» **ACTIVITY 1**:
Rewrite the passage of the interview starting at "Q: So will you" and ending at "Where in Africa?", replacing "University of Washington" with "Washington State University".
» **ACTIVITY 2**:
List every school or college named in the interview.
» **ACTIVITY 3**:
According to the interview, how many students are in the academy?

» **EXTRACTED TEXT**:
--------------------------------

Q: What is ORCA?
A: The Ocean Research College Academy in Everett is a program like Running Start, through Everett Community College. I did my first two years of high school at Lakewood, but I was happy to be accepted at ORCA. My brother went through ORCA, too, and loved it. It’s a rigorous and challenging program that is better and more compelling for me. I can focus on science.
Q: So will you graduate from Lakewood, ORCA and the community college in June?
A: Yes.
Q: How many students are in the academy?
A: About 40 juniors and 40 seniors.
Q: What are some of your classes?
A: Right now, chemistry and calculus at the college, and English, marine biology and oceanography at ORCA. English and history at ORCA are focused on critical writing and analysis.
Q: Where are you headed for college and what do you plan to study?
A: I’m going to the University of Washington to major in public health, and more specifically epidemiology. I am especially interested in childhood diseases. I would like to work in Africa for awhile.
Q: Where in Africa?
A: In Malawi. I want to go back. I spent time there with a short-term missions project through my church, Warm Beach Community. We helped out in an orphanage, where the kids had HIV and suffered from malaria. It was a life-changing experience. It’s one thing to read about poverty, but to see it in person makes it so much more real. It totally opens your eyes. What happened in Malawi plays a big role in my goal to become an epidemiologist. Eventually, I would like to earn a doctorate in epidemiology and work for the World Health Organization.

--------------------------------

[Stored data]
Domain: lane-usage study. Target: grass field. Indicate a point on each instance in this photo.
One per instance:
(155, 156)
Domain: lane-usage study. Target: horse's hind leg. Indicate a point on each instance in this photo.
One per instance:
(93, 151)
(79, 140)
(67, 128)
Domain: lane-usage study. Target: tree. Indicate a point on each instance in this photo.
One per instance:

--------------------------------

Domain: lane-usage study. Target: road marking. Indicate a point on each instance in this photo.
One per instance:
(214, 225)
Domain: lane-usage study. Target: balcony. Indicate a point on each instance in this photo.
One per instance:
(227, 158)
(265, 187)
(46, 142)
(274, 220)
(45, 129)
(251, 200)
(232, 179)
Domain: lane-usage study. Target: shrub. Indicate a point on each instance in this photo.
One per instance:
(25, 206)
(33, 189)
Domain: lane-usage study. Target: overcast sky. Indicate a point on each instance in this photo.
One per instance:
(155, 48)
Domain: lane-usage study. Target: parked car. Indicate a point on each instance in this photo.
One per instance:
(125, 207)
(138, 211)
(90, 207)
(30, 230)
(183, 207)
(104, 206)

--------------------------------

» **EXERCISE OUTPUT 1**:
Q: So will you graduate from Lakewood, ORCA and the community college in June?
A: Yes.
Q: How many students are in the academy?
A: About 40 juniors and 40 seniors.
Q: What are some of your classes?
A: Right now, chemistry and calculus at the college, and English, marine biology and oceanography at ORCA. English and history at ORCA are focused on critical writing and analysis.
Q: Where are you headed for college and what do you plan to study?
A: I’m going to the Washington State University to major in public health, and more specifically epidemiology. I am especially interested in childhood diseases. I would like to work in Africa for awhile.
Q: Where in Africa?

» **EXERCISE OUTPUT 2**:
Ocean Research College Academy (ORCA)
Everett Community College
Lakewood
University of Washington

» **EXERCISE OUTPUT 3**:
About 40 juniors and 40 seniors.